* **REQUISITOS DEL EJERCICIO**
Repite sin cambios las líneas de los registros desde el comienzo hasta la línea que contiene "1386L1078 1146L625 1127L396", ambas incluidas, y ninguna otra.
◆ ◆ ◆ ◆ ◆ ◆ ◆
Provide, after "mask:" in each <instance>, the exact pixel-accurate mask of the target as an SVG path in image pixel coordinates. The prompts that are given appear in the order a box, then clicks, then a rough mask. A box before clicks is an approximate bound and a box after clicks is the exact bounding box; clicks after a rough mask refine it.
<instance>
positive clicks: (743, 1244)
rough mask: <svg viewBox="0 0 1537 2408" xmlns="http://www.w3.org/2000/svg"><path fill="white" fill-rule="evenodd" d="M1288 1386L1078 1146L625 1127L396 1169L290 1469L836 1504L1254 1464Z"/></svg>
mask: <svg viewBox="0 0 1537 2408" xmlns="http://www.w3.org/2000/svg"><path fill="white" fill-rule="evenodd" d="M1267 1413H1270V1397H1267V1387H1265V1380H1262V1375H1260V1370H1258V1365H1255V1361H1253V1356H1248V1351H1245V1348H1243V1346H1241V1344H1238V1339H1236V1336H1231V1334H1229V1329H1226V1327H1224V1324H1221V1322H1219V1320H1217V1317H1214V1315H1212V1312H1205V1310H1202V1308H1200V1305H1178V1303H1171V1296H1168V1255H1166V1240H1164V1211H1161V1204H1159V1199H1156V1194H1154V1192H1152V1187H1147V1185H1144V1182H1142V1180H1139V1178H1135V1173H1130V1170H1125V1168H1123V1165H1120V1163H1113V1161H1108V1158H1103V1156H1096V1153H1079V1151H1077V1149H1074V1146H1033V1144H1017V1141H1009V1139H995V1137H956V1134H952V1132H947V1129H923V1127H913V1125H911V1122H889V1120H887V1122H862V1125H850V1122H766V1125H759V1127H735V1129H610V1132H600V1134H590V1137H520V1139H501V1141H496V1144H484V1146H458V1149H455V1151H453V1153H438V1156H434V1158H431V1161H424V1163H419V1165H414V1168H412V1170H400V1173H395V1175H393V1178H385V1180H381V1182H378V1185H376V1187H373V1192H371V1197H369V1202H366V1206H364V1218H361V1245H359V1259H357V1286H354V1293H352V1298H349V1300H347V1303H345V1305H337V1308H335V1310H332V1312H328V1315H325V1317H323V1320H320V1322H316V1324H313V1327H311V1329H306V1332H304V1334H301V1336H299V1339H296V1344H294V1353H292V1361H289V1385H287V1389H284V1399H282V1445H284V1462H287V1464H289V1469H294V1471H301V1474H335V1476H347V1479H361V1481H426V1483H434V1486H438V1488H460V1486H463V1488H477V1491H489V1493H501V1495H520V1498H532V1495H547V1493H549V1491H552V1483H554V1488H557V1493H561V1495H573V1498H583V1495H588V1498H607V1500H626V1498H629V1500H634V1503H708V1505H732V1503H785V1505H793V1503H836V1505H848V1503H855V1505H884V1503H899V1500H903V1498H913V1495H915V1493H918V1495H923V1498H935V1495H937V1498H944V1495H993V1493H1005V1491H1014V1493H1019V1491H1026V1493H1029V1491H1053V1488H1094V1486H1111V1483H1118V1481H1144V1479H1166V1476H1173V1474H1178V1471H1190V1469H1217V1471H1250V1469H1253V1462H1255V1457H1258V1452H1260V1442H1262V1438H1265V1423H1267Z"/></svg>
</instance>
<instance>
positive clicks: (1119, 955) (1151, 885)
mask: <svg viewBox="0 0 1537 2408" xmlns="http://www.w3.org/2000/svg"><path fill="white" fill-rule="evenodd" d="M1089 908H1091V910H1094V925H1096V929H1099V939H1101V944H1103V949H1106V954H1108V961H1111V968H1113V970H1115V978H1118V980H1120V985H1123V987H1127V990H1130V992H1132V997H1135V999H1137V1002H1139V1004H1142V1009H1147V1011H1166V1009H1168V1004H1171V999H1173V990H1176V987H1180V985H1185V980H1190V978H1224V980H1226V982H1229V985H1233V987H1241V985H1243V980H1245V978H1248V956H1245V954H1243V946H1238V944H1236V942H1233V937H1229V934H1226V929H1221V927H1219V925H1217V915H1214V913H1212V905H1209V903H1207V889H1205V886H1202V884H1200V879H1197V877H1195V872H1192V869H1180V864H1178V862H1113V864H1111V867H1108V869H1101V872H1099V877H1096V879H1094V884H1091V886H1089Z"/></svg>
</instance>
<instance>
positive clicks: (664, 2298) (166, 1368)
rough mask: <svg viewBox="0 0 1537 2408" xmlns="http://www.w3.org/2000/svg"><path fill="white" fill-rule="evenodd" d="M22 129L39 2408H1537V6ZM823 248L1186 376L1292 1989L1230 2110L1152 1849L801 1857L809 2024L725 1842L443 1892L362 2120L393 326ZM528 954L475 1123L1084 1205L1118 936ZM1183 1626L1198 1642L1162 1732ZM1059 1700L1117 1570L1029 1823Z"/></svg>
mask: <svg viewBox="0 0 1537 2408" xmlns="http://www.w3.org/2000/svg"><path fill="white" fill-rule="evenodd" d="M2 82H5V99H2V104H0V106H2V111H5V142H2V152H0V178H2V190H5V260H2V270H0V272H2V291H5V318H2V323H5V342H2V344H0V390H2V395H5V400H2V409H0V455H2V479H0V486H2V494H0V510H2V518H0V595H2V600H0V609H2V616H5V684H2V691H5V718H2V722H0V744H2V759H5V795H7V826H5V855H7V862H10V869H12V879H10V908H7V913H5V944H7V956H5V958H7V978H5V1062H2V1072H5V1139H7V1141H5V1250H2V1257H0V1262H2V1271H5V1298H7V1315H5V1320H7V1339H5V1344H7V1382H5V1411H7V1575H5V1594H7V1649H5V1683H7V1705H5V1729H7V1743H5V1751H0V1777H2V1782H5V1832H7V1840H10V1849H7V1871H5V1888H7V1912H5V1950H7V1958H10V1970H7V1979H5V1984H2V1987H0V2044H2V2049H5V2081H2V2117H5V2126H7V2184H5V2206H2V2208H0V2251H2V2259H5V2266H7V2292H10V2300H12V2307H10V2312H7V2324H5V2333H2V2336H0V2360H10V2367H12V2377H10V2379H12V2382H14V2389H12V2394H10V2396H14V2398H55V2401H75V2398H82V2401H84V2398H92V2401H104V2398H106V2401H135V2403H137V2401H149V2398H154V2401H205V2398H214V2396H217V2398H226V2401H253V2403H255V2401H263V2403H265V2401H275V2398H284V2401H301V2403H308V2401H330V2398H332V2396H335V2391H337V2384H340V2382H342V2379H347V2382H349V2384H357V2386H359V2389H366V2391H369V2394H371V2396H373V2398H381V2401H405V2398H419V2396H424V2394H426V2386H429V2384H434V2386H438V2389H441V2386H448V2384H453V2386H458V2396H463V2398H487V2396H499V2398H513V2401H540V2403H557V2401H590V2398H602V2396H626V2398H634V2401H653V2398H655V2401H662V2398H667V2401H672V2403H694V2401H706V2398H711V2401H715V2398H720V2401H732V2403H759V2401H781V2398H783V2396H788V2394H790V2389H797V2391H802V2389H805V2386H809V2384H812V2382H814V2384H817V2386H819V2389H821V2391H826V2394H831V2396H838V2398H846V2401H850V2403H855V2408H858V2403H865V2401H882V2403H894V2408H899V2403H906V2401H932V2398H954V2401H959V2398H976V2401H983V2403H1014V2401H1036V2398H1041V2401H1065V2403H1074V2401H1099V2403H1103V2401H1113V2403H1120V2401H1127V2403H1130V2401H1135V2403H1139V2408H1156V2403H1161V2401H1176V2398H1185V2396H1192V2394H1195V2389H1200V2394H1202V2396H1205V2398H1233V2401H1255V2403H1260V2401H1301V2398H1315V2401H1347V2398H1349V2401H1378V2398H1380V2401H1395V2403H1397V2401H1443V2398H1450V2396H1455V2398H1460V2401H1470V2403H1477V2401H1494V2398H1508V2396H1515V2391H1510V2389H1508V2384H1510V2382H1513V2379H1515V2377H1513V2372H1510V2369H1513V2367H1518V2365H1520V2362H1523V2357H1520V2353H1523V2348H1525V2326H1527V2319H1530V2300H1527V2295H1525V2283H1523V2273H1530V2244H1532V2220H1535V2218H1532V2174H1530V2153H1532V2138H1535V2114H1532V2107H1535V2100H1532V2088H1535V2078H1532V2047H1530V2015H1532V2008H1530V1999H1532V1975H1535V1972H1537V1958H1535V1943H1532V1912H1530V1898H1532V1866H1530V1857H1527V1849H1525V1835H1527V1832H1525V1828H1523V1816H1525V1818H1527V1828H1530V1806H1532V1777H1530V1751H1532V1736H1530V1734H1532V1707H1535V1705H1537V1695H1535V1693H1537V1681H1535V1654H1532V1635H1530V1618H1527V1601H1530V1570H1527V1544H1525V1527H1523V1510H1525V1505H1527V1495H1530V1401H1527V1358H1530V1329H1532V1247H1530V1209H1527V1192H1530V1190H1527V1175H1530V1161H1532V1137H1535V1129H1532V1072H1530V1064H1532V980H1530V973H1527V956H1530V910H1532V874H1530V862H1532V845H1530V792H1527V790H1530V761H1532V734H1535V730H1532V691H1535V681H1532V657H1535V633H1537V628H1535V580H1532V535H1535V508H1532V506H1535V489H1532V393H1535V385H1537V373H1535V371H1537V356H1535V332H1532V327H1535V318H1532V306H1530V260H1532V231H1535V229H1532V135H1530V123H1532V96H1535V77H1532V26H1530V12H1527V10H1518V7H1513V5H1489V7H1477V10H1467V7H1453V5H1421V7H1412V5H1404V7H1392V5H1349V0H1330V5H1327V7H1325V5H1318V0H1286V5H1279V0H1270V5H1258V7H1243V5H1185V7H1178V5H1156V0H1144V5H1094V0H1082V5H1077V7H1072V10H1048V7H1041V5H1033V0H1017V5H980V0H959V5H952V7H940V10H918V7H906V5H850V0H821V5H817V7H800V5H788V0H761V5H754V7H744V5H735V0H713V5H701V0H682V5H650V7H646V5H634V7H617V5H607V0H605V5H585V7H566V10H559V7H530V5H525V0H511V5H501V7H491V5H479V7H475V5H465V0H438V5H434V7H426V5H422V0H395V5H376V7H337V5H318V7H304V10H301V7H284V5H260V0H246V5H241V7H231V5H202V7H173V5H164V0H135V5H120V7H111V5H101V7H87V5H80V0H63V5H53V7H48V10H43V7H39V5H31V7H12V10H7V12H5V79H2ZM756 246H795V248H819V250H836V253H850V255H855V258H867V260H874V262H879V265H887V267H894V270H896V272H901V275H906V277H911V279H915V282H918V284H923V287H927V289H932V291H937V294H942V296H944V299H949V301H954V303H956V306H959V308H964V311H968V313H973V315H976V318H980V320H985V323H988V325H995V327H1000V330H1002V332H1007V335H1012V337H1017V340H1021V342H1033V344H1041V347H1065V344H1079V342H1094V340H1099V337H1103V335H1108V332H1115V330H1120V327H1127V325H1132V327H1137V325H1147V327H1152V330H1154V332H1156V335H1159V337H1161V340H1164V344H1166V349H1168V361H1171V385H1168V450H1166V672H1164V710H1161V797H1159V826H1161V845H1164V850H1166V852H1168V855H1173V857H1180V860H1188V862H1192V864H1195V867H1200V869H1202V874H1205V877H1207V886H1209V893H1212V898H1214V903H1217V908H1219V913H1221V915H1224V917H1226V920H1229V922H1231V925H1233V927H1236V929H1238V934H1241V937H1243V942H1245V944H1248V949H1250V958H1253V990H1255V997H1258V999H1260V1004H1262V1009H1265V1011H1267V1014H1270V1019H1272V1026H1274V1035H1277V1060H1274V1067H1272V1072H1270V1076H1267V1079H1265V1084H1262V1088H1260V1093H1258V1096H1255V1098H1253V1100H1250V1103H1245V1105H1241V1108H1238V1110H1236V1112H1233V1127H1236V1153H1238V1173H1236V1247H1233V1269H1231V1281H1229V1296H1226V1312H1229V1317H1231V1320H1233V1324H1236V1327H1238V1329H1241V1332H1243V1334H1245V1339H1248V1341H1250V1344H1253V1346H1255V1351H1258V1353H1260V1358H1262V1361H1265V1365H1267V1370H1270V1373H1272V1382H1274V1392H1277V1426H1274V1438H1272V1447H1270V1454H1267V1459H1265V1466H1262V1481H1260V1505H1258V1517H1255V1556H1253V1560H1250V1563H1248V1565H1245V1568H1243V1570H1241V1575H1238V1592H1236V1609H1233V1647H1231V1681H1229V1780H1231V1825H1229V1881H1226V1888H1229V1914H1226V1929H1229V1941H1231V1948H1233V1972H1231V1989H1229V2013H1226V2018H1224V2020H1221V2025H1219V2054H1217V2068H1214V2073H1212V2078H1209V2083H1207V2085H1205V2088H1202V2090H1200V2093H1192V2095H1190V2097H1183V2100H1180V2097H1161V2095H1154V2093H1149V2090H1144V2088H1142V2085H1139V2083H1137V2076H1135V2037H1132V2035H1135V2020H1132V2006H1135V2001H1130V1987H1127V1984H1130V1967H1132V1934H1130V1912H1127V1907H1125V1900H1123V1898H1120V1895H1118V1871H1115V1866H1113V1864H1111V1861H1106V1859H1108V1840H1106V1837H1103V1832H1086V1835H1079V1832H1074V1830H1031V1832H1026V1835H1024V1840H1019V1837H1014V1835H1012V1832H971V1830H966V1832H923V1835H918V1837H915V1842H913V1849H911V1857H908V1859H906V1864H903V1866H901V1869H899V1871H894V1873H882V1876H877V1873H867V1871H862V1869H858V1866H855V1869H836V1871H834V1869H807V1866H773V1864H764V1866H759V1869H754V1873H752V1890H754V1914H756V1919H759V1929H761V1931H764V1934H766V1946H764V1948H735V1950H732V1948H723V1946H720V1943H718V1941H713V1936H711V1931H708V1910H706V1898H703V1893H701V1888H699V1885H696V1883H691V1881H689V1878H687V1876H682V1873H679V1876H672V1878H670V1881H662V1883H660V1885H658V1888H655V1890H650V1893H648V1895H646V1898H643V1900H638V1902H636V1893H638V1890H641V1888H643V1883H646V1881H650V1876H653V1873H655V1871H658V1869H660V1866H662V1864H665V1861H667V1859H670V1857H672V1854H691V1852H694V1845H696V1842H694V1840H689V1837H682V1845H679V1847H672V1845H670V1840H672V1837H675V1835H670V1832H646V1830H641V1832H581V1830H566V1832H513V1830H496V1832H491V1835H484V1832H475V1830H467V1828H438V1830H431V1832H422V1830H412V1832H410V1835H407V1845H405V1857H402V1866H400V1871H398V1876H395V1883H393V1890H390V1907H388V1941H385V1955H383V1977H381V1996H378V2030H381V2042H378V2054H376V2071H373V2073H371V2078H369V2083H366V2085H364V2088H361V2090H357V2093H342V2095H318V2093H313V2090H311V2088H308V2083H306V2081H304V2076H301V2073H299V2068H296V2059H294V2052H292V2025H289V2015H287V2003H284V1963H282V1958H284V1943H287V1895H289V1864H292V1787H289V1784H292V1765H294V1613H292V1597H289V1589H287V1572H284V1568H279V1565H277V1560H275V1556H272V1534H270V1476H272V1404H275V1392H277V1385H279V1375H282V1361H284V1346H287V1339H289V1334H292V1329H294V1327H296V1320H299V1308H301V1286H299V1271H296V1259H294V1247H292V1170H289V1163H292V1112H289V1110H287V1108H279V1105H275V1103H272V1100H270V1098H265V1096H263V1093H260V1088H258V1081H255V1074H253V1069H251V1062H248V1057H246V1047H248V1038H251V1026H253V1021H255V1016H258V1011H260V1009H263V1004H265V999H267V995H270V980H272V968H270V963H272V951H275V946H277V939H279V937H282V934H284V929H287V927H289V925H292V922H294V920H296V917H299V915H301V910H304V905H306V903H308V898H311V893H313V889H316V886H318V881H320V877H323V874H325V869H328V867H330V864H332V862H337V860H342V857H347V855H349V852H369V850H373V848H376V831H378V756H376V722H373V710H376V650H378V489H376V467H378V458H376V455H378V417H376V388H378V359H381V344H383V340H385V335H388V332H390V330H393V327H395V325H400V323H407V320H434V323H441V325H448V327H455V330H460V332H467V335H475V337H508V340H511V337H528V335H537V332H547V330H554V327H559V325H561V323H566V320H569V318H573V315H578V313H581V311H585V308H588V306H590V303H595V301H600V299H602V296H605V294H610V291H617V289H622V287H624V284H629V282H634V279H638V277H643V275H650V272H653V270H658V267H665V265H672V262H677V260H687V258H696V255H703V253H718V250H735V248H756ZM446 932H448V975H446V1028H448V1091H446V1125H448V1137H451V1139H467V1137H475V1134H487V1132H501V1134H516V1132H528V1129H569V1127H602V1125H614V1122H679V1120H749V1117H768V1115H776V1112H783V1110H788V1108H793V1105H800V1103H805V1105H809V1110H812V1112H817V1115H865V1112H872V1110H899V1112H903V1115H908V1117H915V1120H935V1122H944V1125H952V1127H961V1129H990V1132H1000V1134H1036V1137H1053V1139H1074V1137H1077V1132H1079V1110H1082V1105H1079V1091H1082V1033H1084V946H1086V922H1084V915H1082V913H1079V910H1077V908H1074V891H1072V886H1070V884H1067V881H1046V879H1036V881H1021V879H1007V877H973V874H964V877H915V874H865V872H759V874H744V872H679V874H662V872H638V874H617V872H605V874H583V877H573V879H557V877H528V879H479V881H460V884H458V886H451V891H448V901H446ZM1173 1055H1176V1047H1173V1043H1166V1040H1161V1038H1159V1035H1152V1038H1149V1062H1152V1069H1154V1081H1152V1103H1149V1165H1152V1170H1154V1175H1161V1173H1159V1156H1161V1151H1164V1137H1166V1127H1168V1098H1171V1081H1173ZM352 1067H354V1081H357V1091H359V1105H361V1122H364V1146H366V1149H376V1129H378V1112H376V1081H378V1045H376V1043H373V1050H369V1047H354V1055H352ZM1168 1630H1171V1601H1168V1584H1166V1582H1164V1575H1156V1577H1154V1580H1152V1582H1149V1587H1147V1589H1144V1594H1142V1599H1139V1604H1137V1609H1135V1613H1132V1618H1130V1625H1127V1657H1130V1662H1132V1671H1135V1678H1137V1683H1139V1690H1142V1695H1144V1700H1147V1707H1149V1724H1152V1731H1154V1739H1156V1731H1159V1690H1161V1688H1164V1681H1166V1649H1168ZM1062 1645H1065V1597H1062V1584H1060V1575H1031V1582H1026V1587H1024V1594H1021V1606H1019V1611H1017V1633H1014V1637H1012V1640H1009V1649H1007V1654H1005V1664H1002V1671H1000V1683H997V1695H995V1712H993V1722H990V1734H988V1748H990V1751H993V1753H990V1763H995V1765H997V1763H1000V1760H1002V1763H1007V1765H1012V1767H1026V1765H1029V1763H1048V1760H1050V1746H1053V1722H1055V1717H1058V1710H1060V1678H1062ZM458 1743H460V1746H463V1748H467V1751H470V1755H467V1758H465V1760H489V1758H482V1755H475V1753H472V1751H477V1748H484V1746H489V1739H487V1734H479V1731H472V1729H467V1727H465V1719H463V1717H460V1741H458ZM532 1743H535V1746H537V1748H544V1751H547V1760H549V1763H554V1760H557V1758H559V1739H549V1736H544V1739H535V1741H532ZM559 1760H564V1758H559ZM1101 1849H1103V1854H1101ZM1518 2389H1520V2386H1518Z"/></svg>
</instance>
◆ ◆ ◆ ◆ ◆ ◆ ◆
* **RESPUESTA ESPERADA**
Provide, after "mask:" in each <instance>, the exact pixel-accurate mask of the target as an SVG path in image pixel coordinates. The prompts that are given appear in the order a box, then clicks, then a rough mask. A box before clicks is an approximate bound and a box after clicks is the exact bounding box; clicks after a rough mask refine it.
<instance>
positive clicks: (743, 1244)
rough mask: <svg viewBox="0 0 1537 2408" xmlns="http://www.w3.org/2000/svg"><path fill="white" fill-rule="evenodd" d="M1288 1386L1078 1146L625 1127L396 1169L290 1469L836 1504L1254 1464Z"/></svg>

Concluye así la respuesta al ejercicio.